Stored data
**********

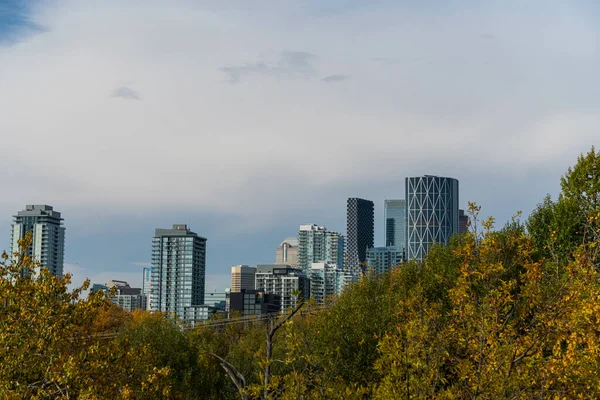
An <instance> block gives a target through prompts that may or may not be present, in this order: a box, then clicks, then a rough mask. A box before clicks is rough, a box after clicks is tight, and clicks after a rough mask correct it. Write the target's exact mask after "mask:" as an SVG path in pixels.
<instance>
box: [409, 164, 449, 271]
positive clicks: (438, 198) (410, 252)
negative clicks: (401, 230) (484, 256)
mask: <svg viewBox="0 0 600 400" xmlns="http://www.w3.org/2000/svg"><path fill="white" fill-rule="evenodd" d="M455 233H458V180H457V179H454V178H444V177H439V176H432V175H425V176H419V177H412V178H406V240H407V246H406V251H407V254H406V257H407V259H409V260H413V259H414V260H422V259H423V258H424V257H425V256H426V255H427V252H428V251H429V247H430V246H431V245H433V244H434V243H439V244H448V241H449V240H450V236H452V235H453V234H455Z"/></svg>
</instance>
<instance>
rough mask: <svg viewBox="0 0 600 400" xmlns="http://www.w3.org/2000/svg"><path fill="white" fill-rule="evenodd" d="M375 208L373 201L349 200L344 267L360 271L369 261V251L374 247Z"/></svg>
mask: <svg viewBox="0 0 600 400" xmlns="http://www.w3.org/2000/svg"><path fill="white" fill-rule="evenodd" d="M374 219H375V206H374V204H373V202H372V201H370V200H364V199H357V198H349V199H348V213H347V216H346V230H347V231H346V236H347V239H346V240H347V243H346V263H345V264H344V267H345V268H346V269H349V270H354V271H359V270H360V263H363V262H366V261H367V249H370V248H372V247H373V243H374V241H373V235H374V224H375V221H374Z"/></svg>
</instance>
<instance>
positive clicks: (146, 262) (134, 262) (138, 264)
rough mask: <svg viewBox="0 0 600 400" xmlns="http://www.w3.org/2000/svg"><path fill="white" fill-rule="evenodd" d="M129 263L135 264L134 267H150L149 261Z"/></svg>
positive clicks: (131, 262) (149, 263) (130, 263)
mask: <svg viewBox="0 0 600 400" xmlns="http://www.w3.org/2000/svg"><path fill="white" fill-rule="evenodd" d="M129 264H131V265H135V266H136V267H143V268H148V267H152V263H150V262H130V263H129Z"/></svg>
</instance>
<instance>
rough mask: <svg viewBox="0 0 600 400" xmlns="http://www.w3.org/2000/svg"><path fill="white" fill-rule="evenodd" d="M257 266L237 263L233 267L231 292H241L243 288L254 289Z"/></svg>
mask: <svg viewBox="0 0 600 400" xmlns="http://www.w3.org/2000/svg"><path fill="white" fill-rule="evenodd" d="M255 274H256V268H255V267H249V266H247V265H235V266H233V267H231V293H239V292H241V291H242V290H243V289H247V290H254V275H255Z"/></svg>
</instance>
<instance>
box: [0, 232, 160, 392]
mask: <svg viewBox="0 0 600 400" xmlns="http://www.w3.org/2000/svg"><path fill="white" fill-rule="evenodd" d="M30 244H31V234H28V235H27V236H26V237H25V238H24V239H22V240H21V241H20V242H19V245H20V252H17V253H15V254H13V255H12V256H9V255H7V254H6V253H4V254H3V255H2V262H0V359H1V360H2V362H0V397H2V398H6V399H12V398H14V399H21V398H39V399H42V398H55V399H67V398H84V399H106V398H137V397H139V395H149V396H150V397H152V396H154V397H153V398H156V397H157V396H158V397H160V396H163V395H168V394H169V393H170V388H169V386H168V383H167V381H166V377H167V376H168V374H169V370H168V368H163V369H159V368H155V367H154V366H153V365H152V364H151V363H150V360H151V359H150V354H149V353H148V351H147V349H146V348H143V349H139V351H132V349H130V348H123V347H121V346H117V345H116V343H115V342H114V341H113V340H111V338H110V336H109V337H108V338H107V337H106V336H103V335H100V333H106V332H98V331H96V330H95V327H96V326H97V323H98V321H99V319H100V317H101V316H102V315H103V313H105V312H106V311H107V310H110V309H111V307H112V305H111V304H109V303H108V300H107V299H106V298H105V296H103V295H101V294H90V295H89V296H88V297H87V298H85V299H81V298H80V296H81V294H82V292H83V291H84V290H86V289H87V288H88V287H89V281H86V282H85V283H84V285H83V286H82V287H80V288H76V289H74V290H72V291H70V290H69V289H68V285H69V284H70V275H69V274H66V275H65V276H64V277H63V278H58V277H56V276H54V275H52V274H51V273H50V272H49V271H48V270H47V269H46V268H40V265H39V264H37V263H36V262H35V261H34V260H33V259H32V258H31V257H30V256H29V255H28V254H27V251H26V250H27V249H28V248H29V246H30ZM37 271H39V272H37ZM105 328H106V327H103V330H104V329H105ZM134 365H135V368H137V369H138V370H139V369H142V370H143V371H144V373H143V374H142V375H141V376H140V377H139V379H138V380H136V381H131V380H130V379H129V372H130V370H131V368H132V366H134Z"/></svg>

**********

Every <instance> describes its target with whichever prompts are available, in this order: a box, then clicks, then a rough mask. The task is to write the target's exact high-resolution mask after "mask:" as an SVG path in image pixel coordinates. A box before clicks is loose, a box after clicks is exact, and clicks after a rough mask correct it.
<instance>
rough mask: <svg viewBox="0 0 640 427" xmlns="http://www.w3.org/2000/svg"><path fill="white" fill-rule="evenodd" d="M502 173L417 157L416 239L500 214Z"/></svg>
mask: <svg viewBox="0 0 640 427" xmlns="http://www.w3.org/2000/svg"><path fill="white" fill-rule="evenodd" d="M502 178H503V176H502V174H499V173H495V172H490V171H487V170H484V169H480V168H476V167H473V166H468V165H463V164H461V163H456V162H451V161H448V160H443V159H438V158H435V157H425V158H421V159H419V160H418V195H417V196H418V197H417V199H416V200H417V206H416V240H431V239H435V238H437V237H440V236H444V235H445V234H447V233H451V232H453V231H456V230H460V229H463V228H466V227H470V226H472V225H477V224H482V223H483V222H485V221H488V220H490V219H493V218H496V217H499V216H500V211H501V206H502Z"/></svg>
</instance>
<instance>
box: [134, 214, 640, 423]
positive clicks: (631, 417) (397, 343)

**********

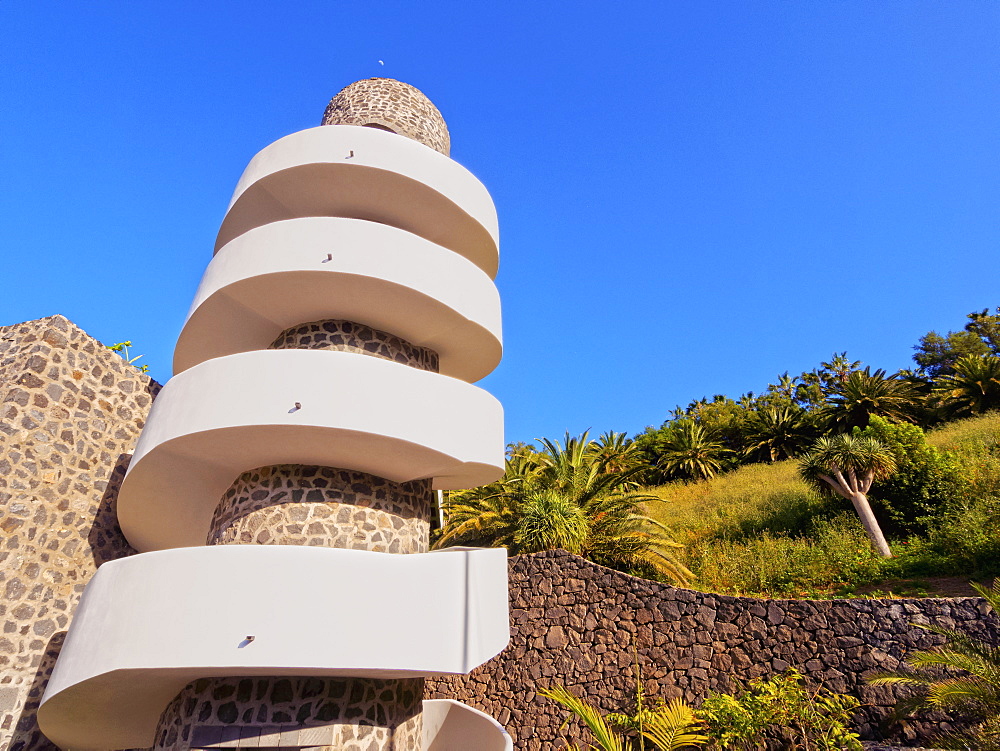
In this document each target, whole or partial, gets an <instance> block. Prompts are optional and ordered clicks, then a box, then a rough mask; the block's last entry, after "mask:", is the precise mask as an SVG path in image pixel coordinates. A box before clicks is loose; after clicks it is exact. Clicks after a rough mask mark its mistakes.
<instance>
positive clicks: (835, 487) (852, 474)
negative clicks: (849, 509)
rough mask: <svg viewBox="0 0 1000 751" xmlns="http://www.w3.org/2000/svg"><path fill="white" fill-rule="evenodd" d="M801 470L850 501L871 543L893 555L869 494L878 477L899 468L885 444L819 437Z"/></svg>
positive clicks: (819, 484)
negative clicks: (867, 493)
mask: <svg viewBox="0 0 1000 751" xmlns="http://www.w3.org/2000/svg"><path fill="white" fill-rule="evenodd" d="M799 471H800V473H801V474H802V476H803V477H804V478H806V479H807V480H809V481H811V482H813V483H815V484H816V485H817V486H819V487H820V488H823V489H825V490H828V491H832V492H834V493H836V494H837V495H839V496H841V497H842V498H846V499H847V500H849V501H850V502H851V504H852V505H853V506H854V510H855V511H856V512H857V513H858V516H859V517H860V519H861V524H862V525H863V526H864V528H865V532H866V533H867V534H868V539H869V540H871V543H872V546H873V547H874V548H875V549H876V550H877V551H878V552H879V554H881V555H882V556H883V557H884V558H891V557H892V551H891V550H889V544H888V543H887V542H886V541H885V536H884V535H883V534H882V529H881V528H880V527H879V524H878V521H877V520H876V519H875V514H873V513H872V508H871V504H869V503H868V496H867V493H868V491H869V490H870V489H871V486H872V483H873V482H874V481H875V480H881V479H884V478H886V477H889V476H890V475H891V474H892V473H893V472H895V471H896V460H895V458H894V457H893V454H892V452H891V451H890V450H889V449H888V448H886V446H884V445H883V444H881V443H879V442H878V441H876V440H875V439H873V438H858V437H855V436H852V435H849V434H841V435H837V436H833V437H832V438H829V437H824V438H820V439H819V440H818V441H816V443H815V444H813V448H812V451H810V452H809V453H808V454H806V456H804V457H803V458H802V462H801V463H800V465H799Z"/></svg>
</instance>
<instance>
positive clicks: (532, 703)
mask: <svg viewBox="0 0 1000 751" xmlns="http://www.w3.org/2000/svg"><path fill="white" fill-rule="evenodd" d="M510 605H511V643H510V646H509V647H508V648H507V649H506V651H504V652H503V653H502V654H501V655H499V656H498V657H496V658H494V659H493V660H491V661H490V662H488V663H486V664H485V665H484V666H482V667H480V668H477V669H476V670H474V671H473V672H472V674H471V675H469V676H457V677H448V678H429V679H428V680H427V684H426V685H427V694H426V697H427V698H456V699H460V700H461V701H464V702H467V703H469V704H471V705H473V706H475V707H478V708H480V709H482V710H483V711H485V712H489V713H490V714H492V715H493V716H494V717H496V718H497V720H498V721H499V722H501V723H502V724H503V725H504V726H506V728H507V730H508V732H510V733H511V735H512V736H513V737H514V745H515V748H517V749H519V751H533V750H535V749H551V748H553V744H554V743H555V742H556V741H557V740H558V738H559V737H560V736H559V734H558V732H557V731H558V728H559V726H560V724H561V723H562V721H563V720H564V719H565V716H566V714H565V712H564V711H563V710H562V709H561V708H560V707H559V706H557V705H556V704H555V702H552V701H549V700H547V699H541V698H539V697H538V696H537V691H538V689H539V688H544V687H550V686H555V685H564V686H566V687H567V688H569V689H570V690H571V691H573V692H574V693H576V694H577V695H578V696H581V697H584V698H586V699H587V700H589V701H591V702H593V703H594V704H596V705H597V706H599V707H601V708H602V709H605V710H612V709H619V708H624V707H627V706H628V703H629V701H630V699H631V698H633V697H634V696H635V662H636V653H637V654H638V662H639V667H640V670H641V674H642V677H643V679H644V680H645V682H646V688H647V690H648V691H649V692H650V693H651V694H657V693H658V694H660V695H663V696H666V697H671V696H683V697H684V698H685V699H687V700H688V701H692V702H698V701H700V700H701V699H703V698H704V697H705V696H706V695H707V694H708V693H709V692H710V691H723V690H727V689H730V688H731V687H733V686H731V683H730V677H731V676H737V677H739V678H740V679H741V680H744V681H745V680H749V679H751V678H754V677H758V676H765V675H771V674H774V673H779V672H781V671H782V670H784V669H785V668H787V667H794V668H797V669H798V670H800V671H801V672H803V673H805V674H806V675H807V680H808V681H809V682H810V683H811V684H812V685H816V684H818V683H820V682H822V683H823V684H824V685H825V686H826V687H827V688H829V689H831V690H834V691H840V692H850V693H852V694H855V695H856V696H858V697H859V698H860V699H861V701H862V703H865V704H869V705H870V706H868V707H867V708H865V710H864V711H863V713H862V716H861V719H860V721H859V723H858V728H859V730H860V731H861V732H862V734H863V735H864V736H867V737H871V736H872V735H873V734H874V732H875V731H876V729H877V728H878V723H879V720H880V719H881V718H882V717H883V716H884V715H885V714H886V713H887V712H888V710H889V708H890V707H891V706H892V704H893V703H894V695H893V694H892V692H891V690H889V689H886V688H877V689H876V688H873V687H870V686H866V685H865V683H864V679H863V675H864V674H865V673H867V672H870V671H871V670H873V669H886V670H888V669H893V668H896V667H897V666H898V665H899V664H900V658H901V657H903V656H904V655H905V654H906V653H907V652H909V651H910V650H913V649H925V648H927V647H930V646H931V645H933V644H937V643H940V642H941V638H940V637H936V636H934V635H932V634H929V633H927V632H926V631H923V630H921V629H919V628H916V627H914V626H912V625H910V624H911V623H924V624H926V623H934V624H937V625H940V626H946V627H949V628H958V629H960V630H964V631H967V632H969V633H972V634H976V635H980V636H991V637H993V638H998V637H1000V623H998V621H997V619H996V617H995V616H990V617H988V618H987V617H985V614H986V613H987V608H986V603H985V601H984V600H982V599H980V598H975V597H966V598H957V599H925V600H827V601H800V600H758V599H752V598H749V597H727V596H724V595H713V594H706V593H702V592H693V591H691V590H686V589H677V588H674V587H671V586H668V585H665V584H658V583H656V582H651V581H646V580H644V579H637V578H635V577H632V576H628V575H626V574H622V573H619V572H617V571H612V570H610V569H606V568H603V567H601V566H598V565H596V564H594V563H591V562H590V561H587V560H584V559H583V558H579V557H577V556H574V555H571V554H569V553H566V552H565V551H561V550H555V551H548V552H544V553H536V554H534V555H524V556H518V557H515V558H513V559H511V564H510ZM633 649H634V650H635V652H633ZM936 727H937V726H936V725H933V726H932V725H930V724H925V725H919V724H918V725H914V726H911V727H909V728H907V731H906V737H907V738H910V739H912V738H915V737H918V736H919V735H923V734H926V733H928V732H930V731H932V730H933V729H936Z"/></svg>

**********

▶ **Action item**
Where does the string "this" appear in the records above? Show every line that holds it.

▶ **Answer space**
An <instance> block gives a target through prompts that may or may not be present, in this order: a box, then clicks, then a rough mask. A box before clicks is rough, a box after clicks is tight, and clicks after a rough mask correct it. Write the target's exact mask after "mask:" as an SVG path in pixels.
Every <instance> describes its target with whichever prompts are available, in this order: a box, then clicks, then a rough mask. The task is to write the target's exact high-resolution mask after "mask:" as an SVG path in image pixel coordinates. A box before clicks is loose, a box after clicks is exact, and clicks after a rough mask correct it.
In this document each target, whole or partial, gets an <instance> block. Prompts are optional and ordered clicks, then a box, then a rough mask; the block's last entry, after "mask:", is the precise mask as an SVG path in image pixel coordinates. A box before clicks is loose; after clicks it is exact. Clicks after a rough mask mark its mistakes.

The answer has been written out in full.